RECORD LIST =>
----------------

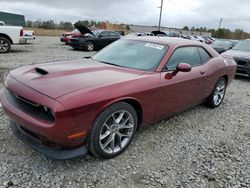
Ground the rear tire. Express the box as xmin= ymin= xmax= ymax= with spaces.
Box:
xmin=86 ymin=41 xmax=95 ymax=52
xmin=88 ymin=102 xmax=138 ymax=158
xmin=205 ymin=77 xmax=227 ymax=108
xmin=0 ymin=37 xmax=11 ymax=54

----------------

THE PROBLEM => Transcribe the lines above word for word, leaving out the picture.

SOLVED EXERCISE =>
Ground the rear tire. Express the box as xmin= ymin= xmax= ymax= with spaces.
Box:
xmin=86 ymin=41 xmax=95 ymax=52
xmin=88 ymin=102 xmax=138 ymax=158
xmin=205 ymin=77 xmax=227 ymax=108
xmin=0 ymin=37 xmax=11 ymax=54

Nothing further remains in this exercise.